■ Task material
++++++
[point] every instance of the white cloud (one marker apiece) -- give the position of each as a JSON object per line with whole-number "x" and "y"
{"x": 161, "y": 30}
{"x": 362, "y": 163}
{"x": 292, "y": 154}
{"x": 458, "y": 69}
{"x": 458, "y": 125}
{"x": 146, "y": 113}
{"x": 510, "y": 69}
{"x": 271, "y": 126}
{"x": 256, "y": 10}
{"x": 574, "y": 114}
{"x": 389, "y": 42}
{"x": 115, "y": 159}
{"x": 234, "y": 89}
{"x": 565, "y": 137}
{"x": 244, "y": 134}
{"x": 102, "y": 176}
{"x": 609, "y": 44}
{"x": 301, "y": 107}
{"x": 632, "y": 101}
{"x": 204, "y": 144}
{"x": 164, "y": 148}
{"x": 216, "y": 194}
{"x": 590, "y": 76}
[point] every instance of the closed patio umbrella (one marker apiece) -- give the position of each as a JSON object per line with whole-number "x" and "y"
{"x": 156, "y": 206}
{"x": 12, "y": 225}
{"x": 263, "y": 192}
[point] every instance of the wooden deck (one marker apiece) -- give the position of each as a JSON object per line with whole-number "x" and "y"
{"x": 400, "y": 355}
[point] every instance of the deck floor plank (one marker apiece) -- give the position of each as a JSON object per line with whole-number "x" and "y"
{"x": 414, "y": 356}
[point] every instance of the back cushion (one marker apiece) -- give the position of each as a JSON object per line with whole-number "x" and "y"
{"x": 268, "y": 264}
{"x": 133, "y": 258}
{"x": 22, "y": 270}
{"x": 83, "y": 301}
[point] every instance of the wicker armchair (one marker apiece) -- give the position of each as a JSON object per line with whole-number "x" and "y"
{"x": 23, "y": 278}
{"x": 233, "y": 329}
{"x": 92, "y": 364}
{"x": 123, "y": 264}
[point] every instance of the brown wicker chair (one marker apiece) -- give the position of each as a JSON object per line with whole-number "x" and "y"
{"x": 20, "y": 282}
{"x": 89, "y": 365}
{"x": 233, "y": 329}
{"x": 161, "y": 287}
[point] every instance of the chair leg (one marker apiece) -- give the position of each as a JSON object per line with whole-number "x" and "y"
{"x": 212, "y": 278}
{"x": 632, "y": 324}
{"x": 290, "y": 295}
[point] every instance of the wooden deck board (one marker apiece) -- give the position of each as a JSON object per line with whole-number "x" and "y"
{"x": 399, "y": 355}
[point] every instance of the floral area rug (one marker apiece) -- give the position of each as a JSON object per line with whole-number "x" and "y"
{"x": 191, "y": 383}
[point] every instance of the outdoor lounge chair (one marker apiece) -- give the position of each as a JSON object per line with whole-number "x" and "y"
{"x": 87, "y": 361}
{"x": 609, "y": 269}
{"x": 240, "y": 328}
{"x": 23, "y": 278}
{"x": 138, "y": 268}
++++++
■ About this task
Give again each line shown above, keeping every word as it is.

■ Your solution
[point] every instance of the white cloud (one marker apiece) -- give the position of each as a JSON object per line with whole-number "x" and "y"
{"x": 161, "y": 30}
{"x": 362, "y": 163}
{"x": 292, "y": 154}
{"x": 458, "y": 69}
{"x": 458, "y": 125}
{"x": 146, "y": 113}
{"x": 510, "y": 69}
{"x": 271, "y": 126}
{"x": 256, "y": 10}
{"x": 574, "y": 114}
{"x": 389, "y": 42}
{"x": 115, "y": 159}
{"x": 234, "y": 89}
{"x": 565, "y": 137}
{"x": 244, "y": 134}
{"x": 102, "y": 176}
{"x": 609, "y": 44}
{"x": 301, "y": 107}
{"x": 632, "y": 101}
{"x": 204, "y": 144}
{"x": 164, "y": 148}
{"x": 216, "y": 194}
{"x": 590, "y": 76}
[point] every instance of the closed patio umbrella (one marker apiece) -- give the position of each as a JSON object per line with whole-number "x" and "y"
{"x": 156, "y": 206}
{"x": 12, "y": 225}
{"x": 263, "y": 192}
[point] every instance of the wooden deck (one marker apiece) -- give the position of each as a JSON object per line with whole-number "x" and "y"
{"x": 400, "y": 355}
[point] every instance of the deck floor plank (one marker apiece) -- give the position of each as a JSON object per line with whole-number "x" and "y"
{"x": 414, "y": 356}
[point] every instance of the back cushion (one marker apiece) -- give the position of each as a JSON object per line with whole-number "x" and "y"
{"x": 268, "y": 264}
{"x": 133, "y": 258}
{"x": 22, "y": 270}
{"x": 83, "y": 301}
[point] every instance of the wicker armchair (one marker apiece) -- give the position of each as a JSON object per line with whole-number "x" and "y"
{"x": 23, "y": 278}
{"x": 233, "y": 329}
{"x": 92, "y": 364}
{"x": 123, "y": 264}
[point] every instance of the brown wicker chair (one marker apiece) -- give the position of each as a JSON object per line with whole-number "x" and "y"
{"x": 20, "y": 282}
{"x": 89, "y": 365}
{"x": 233, "y": 329}
{"x": 161, "y": 287}
[point] every instance of the chair leg (one marker apiece) -- give the position of each as a JSON object per line with whole-number "x" and "y"
{"x": 212, "y": 278}
{"x": 632, "y": 324}
{"x": 290, "y": 295}
[point] every instance of the wooden deck board (one marker apiece) -- give the position of each as a JSON object per line with whole-number "x" and "y"
{"x": 399, "y": 355}
[point] every instance of the floral area rug (one marker apiece) -- give the position of each as a JSON object per line with whole-number "x" and "y"
{"x": 191, "y": 383}
[point] every instance of the outdoor lounge chair (one marker apiece) -- give the position of each as a JSON object per line with whole-number "x" and "y"
{"x": 87, "y": 361}
{"x": 609, "y": 269}
{"x": 240, "y": 328}
{"x": 23, "y": 278}
{"x": 138, "y": 268}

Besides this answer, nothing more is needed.